ТЕКСТ =>

Чудовище, «невидимое в упор», не просто жрыкает, но и время от времени хрумкает музыкантов, то выхватывая тромбониста, то отправляя в пасть, в свой зев арфистку или трубу с вытянутой рукой трубача. Блестяще описана Лемом атмосфера всепроникающего страха и мгновенного забвения, тонко описываются «разборы полетов», где анализируются все ошибочки музыкантов, все до мелочей, до мельчайших нюансов трактовки замысла композитора и дирижера. Все, кроме Углана Жрыкающего, без разбора выдирающего музыкантов, оставляющего кровоточащие куски пространства. Как же напоминает это сверхцензуру нашей повседневности, заставляющую подозревать что угодно и кого угодно, лишь бы не упоминать о жрыкающем, о Выдре. В свое время Фрейд провозгласил: пациент готов признаться в гораздо более мерзких мерзостях, лишь бы скрыть истинную первопричину своего невроза. Однако этот же упрек можно адресовать и психоанализу в целом: тщательно исследуя неоднородность психического, пытаясь осветить светом сознания все щели, психоанализ проходит мимо вопиющих зияний – совсем как оркестранты, ежедневно репетирующие музыку сфер. Создается впечатление, что такая сосредоточенность на провалах бессознательного имеет целью прежде всего отвлечь от других провалов, образовавшихся из-за выдергивания людей, беспричинного изъятия огромных фрагментов прошлого из-за работы дырокола памяти и дырокола истории.

ЗАДАНИЯ =>
1 > Кого и что чудовище выхватывает или отправляет в пасть в тексте про чудовище у Лема? Перечислите всё.
2 > В чём, по словам Фрейда из текста про чудовище у Лема, пациент готов признаться, лишь бы скрыть истинную первопричину невроза?
3 > Продолжите текст про чудовище у Лема с того места, где он заканчивается.

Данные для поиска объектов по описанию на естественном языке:
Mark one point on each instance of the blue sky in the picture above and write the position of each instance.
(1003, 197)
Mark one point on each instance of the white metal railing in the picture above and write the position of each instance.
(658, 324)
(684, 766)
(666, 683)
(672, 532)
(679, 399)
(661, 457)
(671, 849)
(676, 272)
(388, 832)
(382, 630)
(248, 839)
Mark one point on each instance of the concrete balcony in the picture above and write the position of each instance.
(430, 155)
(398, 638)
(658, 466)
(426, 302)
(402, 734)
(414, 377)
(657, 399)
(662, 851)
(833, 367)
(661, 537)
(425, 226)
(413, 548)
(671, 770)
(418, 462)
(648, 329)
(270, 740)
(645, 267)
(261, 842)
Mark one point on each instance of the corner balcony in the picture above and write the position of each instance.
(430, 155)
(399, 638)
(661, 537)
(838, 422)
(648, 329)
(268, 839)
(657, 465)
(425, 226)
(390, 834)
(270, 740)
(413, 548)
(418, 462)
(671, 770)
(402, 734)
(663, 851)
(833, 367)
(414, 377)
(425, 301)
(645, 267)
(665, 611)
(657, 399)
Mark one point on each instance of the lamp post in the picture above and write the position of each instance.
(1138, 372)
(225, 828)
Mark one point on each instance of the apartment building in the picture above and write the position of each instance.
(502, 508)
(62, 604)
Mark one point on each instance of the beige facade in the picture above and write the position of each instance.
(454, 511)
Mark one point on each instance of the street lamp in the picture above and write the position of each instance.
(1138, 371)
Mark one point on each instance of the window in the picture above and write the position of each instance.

ОТВЕТЫ =>
1 > Тромбониста, арфистку, трубу с вытянутой рукой трубача.

2 > В гораздо более мерзких мерзостях.

3 >
Впрочем, Фрейд, бросивший вызов представлениям о континуальности психики, заслуживает упрека в наименьшей степени. Исследованные им механизмы вытеснения, рационализации и прочие инструменты инаковидимости важны для сквозного исследования разрыва. А вот тезис Гегеля насчет «могущества духа», состоящего в том, чтобы «удержать себя в абсолютной разорванности», следует дополнить: не только удержать, но и отдавать себе полный отчет о разрыве всех гомогенностей, о неизбежности разрыва, о том, что истина бытия состоит в его разорванности.